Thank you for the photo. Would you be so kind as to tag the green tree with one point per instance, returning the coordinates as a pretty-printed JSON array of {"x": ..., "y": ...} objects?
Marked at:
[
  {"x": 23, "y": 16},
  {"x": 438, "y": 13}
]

* [Assigned task]: Output all of the data in full, exactly as given.

* [Solution below]:
Thank you for the photo. Would you be so kind as to tag the green tree with one point per instance, returning the coordinates as a pretty-printed JSON array of {"x": ..., "y": ...} objects?
Marked at:
[
  {"x": 23, "y": 16},
  {"x": 438, "y": 13}
]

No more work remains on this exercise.